» AUSGANGSTEXT:
►

Undefinierte Orte, verschleierte Gesichter, wesenhafte Nebelschwaden, in den Werken des österreichischen Künstlers Thomas Riess spielen Fragen zu Raum und Zeit, (feinstoffliche) Wahrnehmung und ein Erkunden von Metaebenen eine große Rolle. Nichts ist, wie es scheint. Seine Protagonist*innen existieren in einer twilight zone. So akribisch er als Maler seine Pinselstriche setzt und führt, so sehr für ihn auch ein an Perfektion grenzender Malstil wichtig ist, seinen Figuren und Landschaften haftet dennoch immer ein Hauch von Inexistenz, von Erscheinen und Verschwinden an, jenseits des Fassbaren.
Unterhält man sich mit Thomas Riess, ist es genau das, was schnell zum Thema wird: eindrückliches (und ausdrückliches) Schwärmen über Pinselduktus, die Getriebenheit des Künstlers zum Schaffen – kein Zwang, einfach eine künstlerische Notwendigkeit. Da kann es schon einmal bis weit in die Morgenstunden dauern, bis die Striche sitzen, bis die Oberfläche eines Kleides, die Finger einer Hand oder auch „einfach“ nur der Hintergrund dem Bild entspricht, das er im Sinn hat. Vor malerischen Meisterleistungen der Kunstgeschichte hat er größte Hochachtung. Es ist eine große Bereicherung, mit ihm durch Ausstellungen zu flanieren und sich einfach seinen Gedanken hinzugeben, eine wunderbare Ergänzung zu meinem eigenen Blick und meinen Gedanken als Kunsthistorikerin. Im gemeinsamen Sinnieren und Diskutieren fließt der Gesprächsfaden bald in Feinstoffliches über, in das Dazwischen, das kaum Wahrnehmbare, die dünne Schicht zwischen den Realitäten.
Eigentlich wollte Thomas Riess Musiker werden. Die Affinität zur Musik ist auch in seinen Gemälden und Zeichnungen erkennbar; manche Werkserien könnte er durchaus mit musikalischen Tempi betiteln. Seinen frühen Arbeiten haftet ein Suchen nach dem Raum an. Oft changieren die Handlungsorte seiner Protagonist* innen zwischen Zwei- und Dreidimensionalität, zwischen tatsächlichem Raum und einer Art Bühne. Die Dargestellten selbst verschwimmen in ihrem Ringen um Existenz, sich kaum fassbar im malerischen Gestus auflösend.
Es kommt wohl nicht von ungefähr, dass sich der Künstler selbst in vielen Werken wiederfindet. Die künstlerische Reise beginnt für viele bei sich selbst.
Einsame Menschen in einem undefinierten Raum dominieren viele Gemälde. Von 2007 bis 2016 entstanden Werke mittels einer speziellen Technik, dem Auftrag von Korrekturband auf meist schwarz grundierter Leinwand. Als klassische Malerei kann man sie eigentlich nicht bezeichnen, es ist eher ein Herausarbeiten, ein Auftauchen von Bildinformation aus einem endlosen schwarzen Raum. Sie erinnern an die ersten Fotos, welche Mitte der 1960er Jahre im Rahmen von NASA-Missionen mit teils verzerrten und in Streifen aufgeteilten Bildinformationen aus dem Weltraum auf die Erde geschickt worden waren. So verwundert es nicht, dass eine große Zahl von ihnen auch die Raumfahrt thematisiert: Raumkapseln, Versatzstücke der Mondlandschaft und Raumfahrer*innen.

◄

» VORLIEGENDE ANGABEN:

►

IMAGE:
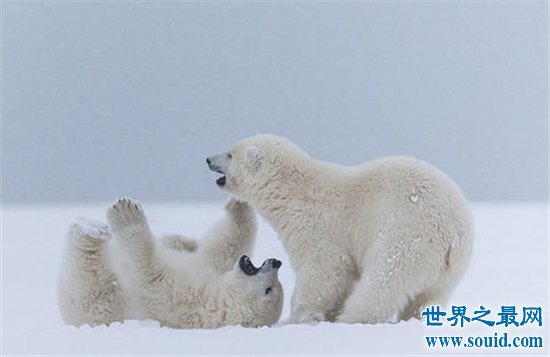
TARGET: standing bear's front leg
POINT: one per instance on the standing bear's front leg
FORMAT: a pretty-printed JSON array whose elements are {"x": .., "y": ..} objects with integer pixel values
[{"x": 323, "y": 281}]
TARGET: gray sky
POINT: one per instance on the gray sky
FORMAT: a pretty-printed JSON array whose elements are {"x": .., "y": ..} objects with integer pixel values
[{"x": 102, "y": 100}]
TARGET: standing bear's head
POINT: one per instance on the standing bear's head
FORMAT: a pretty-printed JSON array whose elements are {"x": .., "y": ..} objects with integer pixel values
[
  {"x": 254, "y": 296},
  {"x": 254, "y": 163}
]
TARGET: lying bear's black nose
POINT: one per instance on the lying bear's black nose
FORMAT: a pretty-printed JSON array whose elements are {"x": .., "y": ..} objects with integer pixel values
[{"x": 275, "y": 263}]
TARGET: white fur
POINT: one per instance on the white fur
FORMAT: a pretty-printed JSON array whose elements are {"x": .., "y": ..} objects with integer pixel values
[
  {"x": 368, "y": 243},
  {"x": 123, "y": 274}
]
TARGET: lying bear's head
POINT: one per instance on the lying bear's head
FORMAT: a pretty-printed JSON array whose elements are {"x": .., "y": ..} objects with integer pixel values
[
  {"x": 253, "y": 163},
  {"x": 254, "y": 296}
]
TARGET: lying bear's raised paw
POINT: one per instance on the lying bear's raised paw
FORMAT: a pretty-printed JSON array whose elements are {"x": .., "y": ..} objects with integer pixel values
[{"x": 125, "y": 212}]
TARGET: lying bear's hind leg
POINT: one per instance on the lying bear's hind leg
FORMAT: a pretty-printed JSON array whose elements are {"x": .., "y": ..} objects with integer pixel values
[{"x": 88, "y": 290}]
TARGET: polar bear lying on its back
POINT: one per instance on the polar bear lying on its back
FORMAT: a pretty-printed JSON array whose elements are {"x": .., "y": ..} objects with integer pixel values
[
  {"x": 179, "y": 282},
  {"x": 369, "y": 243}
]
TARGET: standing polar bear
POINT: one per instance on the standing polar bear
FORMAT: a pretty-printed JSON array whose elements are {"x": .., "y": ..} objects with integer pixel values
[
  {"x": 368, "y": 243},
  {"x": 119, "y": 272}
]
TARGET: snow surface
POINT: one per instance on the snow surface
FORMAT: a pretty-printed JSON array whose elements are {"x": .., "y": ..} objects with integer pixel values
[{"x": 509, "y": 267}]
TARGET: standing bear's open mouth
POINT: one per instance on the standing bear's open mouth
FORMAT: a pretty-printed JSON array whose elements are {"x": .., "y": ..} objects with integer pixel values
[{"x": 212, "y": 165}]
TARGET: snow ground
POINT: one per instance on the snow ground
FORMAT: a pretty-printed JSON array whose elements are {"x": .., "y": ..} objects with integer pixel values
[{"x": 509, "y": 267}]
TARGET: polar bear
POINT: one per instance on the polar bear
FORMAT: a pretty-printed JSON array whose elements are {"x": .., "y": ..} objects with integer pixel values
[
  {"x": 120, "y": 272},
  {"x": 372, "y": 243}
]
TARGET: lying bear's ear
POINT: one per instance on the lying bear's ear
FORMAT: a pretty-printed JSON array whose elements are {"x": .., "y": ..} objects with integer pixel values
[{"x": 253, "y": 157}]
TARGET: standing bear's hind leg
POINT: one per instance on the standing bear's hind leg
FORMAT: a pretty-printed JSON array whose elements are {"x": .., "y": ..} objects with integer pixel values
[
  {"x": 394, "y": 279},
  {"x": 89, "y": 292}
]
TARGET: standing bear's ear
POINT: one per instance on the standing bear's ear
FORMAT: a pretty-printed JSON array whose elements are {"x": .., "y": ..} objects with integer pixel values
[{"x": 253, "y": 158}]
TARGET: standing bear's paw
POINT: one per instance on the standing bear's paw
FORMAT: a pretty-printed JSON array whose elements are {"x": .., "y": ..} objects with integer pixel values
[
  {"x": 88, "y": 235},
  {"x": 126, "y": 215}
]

◄

» AUFGABEN:
- A) Mit welcher Technik entstanden laut dem Ausgangstext die Werke von Thomas Riess aus den Jahren 2007 bis 2016?
- B) Führen Sie den Ausgangstext über den Maler Thomas Riess im Anschluss an seinen letzten Satz weiter.

» ERWARTETE ANTWORTEN:
- A) Durch den Auftrag von Korrekturband auf meist schwarz grundierter Leinwand.

- B)
Gerade im Jubiläumsjahr der Mondlandung, das mit vielen Ausstellungen gewürdigt wird, erinnert man sich an ein Lied, das unsere Kindheit geprägt hat: Space Oddity von David Bowie, das dieser 1969 geschrieben hatte, dem Jahr, in dem mit der Landung des ersten Menschen auf dem Mond Geschichte geschrieben worden war. Major Tom von Peter Schilling als deutsche Adaptierung aus dem Jahr 1982 könnte als Assoziation passender nicht sein: Thomas Riess, Künstler und Reisender im Ungewissen, seine Werke, das Reisetagebuch. In der Auseinandersetzung mit schwer zugänglichen Orten wie dem Weltraum oder den Tiefen des Meeres relativiert sich die menschliche Wahrnehmung von Zeit und Raum, führt sich vieles, das wir in unserem eingeschränkten Spektrum als Konstante festgelegt haben, ad absurdum.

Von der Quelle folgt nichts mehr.